**TASK DETAILS**
Every entry that follows should be output again, word for word.

**THE DATA**
#####
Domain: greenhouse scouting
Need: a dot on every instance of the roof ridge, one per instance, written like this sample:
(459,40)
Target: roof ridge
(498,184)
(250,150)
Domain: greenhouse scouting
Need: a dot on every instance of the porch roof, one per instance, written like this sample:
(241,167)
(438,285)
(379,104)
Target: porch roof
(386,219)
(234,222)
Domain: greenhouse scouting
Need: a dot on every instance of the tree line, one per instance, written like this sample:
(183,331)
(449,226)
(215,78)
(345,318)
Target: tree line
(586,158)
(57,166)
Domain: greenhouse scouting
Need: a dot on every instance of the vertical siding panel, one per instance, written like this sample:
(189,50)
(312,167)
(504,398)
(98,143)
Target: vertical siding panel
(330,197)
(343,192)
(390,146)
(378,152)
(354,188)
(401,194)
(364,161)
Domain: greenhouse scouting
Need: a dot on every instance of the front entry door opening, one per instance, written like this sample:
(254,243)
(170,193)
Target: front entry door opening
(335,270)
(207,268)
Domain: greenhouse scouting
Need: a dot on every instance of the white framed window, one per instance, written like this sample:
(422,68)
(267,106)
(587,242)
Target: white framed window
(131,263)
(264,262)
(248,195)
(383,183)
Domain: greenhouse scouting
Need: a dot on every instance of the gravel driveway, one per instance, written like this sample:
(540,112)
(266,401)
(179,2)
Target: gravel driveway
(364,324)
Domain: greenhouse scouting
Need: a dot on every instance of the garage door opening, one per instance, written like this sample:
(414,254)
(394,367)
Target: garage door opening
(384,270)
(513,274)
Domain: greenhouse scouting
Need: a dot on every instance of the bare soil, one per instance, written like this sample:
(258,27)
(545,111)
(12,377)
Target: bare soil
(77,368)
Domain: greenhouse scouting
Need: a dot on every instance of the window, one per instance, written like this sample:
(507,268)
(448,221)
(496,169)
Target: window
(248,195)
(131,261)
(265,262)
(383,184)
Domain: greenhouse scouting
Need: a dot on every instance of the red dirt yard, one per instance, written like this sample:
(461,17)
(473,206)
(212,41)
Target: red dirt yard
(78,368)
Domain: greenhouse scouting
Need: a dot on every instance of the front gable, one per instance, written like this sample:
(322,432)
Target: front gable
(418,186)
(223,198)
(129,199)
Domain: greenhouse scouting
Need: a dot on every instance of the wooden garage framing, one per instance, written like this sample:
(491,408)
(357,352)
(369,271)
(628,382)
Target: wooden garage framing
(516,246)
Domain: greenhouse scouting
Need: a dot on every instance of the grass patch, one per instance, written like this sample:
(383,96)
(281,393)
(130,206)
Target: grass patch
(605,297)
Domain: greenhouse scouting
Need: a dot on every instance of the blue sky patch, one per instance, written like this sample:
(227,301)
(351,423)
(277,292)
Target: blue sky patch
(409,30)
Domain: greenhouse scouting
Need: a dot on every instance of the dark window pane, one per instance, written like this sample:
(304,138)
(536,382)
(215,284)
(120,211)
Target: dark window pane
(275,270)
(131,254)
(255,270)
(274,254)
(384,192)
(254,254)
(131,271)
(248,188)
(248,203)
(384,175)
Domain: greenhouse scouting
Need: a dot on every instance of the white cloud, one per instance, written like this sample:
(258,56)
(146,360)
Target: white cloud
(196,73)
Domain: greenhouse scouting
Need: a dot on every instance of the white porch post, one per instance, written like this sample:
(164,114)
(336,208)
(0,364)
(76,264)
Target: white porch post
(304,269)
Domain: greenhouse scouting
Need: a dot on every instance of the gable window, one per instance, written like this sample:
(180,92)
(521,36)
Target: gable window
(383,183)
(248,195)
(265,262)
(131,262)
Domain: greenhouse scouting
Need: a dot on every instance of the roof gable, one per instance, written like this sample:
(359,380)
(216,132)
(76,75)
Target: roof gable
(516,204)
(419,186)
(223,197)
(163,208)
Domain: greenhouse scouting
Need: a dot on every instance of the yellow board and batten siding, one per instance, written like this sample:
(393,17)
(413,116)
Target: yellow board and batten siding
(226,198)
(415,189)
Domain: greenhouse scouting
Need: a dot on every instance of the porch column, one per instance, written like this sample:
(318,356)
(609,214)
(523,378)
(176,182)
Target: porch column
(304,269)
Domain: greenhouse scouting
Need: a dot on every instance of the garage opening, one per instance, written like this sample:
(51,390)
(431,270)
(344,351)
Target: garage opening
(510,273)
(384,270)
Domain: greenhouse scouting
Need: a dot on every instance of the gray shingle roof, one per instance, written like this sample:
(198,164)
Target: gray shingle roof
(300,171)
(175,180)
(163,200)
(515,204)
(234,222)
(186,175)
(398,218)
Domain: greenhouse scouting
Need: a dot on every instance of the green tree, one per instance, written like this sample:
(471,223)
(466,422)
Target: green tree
#####
**EXERCISE ANSWER**
Domain: greenhouse scouting
Need: a dot on every instance of the roof ridge, one per instance, written like this sample:
(459,40)
Target: roof ridge
(498,184)
(250,150)
Domain: greenhouse scouting
Need: a dot on every instance of the porch roof, one per instance, written like this sample:
(241,167)
(438,285)
(379,104)
Target: porch roof
(386,219)
(234,222)
Domain: greenhouse scouting
Need: a dot on every instance of the tree line, one per instance, written like this sample:
(183,331)
(449,226)
(215,78)
(345,318)
Target: tree line
(586,158)
(57,166)
Domain: greenhouse scouting
Need: a dot on every instance of the vertical siding panel, one per instance, written like this sample:
(189,50)
(312,167)
(504,398)
(98,143)
Target: vertical siding panel
(330,197)
(343,192)
(390,146)
(378,152)
(354,188)
(401,194)
(364,161)
Domain: greenhouse scouting
Need: a dot on every instance of the front entry door opening, one per instance, written like this sample:
(254,243)
(170,193)
Target: front entry door opening
(335,270)
(207,268)
Domain: greenhouse scouting
Need: a dot on every instance of the white framed window, one per instance, written like this sample:
(422,68)
(267,106)
(587,242)
Target: white framed window
(131,263)
(264,262)
(248,195)
(383,183)
Domain: greenhouse scouting
Need: a dot on every instance of the gravel driveway, one per instance, written like this sample:
(540,112)
(266,401)
(179,2)
Target: gravel driveway
(364,324)
Domain: greenhouse scouting
Need: a dot on every instance of the garage door opening, one per instance, written like this sample:
(414,254)
(394,367)
Target: garage door opening
(384,270)
(513,274)
Domain: greenhouse scouting
Need: a dot on every instance of the bare soil, one per instance, written like this sample:
(258,27)
(545,111)
(12,377)
Target: bare soil
(77,368)
Domain: greenhouse scouting
Need: a dot on every instance of the window, one per instance, written like this sample:
(507,268)
(448,221)
(496,169)
Target: window
(248,195)
(131,261)
(265,262)
(383,184)
Domain: greenhouse scouting
Need: a dot on every instance of the red dirt yard, one per instance, written like this sample:
(461,17)
(473,206)
(212,41)
Target: red dirt yard
(78,368)
Domain: greenhouse scouting
Need: a dot on every instance of the front gable, one per instance, written like this sample:
(322,432)
Target: front gable
(418,186)
(223,198)
(129,199)
Domain: greenhouse scouting
Need: a dot on every instance of the wooden garage framing, one per instance, written like this sample:
(491,408)
(357,352)
(369,271)
(628,382)
Target: wooden garage framing
(516,246)
Domain: greenhouse scouting
Need: a dot on every instance of the grass patch, one per instance, written like this sample:
(383,96)
(281,393)
(130,206)
Target: grass patch
(605,297)
Domain: greenhouse scouting
Need: a dot on every instance of the blue sky patch, one per instance, written like this sample:
(227,301)
(351,423)
(277,292)
Target: blue sky patch
(409,30)
Domain: greenhouse scouting
Need: a dot on every instance of the dark window pane, one per instance, written like this sample:
(304,138)
(536,382)
(215,284)
(120,211)
Target: dark window pane
(275,270)
(131,254)
(255,270)
(274,254)
(384,192)
(254,254)
(131,271)
(248,188)
(248,203)
(384,175)
Domain: greenhouse scouting
Need: a dot on every instance of the white cloud, one per instance, written like this sample:
(258,56)
(146,360)
Target: white cloud
(196,73)
Domain: greenhouse scouting
Need: a dot on every instance of the white porch post, one per instance, written like this sample:
(164,114)
(336,208)
(0,364)
(76,264)
Target: white porch post
(304,269)
Domain: greenhouse scouting
Need: a dot on every instance of the gable window, one per instance, written like this sample:
(180,92)
(521,36)
Target: gable window
(383,183)
(248,195)
(265,262)
(131,262)
Domain: greenhouse scouting
Need: a dot on every instance of the roof gable, one per instance, written like this sample:
(359,380)
(216,132)
(76,75)
Target: roof gable
(516,204)
(419,186)
(223,197)
(163,208)
Domain: greenhouse scouting
Need: a dot on every instance of the yellow board and batten siding, one per instance, written like this sample:
(393,17)
(413,116)
Target: yellow board and batten siding
(226,198)
(415,189)
Domain: greenhouse scouting
Need: a dot on every instance of the porch column, one per instance, written like this sample:
(318,356)
(609,214)
(523,378)
(176,182)
Target: porch column
(304,269)
Domain: greenhouse scouting
Need: a dot on every instance of the garage opening, one per instance, written like this sample:
(51,390)
(431,270)
(344,351)
Target: garage opening
(510,273)
(384,270)
Domain: greenhouse scouting
Need: a dot on every instance of the gray shingle roof, one per instance, written like this sample:
(198,164)
Target: gray shingle roof
(300,171)
(175,180)
(163,200)
(515,204)
(234,222)
(186,175)
(398,218)
Domain: greenhouse scouting
Need: a dot on every instance of the green tree, one per instance, written like this sample:
(471,223)
(466,422)
Target: green tree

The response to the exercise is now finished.